--- Start of Source material ---
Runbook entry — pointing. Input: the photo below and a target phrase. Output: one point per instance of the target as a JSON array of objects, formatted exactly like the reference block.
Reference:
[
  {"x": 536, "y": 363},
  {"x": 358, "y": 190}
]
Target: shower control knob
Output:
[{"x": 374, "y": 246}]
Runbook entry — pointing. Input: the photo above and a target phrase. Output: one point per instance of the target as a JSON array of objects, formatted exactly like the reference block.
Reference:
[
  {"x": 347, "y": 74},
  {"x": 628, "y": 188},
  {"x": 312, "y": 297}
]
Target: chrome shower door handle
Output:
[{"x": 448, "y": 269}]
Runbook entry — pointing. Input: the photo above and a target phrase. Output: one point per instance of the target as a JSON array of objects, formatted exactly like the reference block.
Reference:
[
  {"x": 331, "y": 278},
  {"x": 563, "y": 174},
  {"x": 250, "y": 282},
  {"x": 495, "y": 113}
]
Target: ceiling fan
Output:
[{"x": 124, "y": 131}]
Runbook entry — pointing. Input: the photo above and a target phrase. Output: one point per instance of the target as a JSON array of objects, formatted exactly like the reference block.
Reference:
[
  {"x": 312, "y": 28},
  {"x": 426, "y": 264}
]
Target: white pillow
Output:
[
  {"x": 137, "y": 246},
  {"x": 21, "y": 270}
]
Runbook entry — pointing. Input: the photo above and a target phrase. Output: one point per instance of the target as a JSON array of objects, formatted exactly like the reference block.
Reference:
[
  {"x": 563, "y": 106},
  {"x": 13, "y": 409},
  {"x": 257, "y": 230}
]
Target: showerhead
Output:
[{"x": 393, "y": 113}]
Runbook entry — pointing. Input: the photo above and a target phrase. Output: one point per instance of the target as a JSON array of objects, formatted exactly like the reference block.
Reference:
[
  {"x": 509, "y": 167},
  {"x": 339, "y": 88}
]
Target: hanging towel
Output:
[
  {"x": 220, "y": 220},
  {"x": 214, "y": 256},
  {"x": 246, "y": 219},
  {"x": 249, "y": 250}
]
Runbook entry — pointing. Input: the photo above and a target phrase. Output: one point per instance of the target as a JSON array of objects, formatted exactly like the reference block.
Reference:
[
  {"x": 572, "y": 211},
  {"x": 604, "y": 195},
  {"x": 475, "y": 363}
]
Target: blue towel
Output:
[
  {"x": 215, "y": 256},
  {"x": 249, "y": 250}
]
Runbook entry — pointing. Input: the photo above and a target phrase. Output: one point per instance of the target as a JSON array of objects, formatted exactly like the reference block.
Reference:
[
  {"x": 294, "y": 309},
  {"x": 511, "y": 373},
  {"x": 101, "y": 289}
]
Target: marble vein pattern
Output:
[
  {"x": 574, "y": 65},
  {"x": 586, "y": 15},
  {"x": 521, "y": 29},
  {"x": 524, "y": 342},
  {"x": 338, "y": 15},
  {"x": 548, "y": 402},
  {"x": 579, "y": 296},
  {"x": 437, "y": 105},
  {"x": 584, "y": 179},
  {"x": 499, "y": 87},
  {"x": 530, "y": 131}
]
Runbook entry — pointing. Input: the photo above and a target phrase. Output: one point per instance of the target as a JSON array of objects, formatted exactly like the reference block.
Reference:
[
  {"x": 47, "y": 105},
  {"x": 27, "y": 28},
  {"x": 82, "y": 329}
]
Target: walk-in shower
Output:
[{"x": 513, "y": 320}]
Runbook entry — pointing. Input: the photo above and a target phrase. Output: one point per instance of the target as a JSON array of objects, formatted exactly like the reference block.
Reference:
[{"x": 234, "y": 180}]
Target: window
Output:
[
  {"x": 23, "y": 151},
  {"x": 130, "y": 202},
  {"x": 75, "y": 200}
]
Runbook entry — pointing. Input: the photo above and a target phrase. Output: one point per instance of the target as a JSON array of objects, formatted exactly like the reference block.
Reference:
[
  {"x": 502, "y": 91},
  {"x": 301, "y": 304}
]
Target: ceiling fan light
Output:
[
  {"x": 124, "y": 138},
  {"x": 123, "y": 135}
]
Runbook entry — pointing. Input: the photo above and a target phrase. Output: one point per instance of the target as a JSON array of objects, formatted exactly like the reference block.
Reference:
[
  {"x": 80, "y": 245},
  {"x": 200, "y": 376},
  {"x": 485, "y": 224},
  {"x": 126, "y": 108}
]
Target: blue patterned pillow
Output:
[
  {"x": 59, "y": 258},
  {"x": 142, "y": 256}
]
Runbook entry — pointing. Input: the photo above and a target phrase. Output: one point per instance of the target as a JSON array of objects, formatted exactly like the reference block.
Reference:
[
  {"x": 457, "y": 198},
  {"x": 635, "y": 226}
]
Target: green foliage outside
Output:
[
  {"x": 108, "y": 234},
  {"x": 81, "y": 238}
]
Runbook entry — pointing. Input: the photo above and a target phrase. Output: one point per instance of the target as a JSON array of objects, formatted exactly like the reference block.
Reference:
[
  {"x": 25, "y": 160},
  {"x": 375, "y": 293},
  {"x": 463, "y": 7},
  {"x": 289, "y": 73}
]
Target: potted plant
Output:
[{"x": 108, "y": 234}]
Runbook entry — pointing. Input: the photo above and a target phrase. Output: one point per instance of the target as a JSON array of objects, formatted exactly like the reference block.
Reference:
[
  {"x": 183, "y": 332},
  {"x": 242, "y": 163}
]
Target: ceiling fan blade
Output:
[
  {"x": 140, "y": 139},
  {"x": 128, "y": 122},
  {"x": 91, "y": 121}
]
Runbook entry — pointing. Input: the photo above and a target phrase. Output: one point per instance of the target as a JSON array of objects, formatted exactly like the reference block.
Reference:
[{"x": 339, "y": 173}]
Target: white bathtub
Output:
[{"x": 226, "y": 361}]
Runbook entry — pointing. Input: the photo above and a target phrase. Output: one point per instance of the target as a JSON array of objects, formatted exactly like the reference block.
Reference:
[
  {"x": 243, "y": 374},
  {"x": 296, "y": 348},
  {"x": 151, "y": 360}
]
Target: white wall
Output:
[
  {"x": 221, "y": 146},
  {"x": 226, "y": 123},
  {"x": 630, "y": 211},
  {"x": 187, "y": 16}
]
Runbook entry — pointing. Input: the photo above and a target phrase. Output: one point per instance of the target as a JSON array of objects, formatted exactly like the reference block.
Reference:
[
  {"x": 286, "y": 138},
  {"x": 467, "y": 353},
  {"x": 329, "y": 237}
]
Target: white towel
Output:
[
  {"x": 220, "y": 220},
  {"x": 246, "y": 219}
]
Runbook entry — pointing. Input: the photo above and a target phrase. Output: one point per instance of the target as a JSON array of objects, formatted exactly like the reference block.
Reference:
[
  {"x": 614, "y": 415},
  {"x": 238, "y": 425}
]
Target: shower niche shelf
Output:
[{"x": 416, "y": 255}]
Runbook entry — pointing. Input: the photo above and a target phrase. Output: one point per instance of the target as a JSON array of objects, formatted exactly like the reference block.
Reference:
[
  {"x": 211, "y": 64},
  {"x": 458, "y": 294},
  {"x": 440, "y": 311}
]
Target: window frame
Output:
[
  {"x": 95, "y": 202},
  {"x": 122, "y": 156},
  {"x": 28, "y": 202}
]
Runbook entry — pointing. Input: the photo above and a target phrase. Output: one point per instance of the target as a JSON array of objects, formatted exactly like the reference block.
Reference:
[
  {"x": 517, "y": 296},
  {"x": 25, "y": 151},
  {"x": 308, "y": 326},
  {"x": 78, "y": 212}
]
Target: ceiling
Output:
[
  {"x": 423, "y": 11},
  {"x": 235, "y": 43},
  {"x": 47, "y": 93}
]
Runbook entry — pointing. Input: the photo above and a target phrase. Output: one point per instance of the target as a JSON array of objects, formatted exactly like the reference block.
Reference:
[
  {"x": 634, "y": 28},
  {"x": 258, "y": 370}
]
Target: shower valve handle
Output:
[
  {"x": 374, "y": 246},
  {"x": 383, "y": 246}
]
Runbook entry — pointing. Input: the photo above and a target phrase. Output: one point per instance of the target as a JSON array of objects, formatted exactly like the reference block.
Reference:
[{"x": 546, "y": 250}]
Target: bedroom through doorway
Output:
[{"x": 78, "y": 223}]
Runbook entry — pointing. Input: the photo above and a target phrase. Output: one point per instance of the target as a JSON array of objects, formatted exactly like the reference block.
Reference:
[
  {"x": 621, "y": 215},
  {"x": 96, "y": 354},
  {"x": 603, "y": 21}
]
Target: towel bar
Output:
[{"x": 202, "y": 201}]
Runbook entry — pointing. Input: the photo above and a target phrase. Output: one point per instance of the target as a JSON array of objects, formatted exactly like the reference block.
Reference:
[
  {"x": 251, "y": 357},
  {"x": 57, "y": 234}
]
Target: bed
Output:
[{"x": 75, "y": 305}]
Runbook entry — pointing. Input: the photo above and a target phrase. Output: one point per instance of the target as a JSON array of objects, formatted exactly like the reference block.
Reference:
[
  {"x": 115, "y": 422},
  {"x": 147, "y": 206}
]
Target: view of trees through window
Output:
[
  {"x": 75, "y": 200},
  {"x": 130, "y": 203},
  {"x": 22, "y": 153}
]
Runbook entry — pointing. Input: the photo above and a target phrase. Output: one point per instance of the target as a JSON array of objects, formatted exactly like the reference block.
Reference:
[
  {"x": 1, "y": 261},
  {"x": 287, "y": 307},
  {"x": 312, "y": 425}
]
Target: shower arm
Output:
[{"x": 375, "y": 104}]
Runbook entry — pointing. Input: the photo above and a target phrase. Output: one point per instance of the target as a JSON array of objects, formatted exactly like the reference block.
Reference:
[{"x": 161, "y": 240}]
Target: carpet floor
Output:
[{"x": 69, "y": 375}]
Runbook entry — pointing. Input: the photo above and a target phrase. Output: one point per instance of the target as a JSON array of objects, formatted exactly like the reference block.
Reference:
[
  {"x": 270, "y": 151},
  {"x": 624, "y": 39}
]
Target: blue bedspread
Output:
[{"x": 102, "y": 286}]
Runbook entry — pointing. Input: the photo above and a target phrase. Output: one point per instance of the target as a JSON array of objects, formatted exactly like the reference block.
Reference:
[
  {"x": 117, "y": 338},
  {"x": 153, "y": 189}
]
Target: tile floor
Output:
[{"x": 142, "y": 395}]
--- End of Source material ---
** Goal of the exercise **
Return every line of the records above that contains the word "through". Matching is case-sensitive.

** Task result **
Target: bedroom through doorway
Target: view of trees through window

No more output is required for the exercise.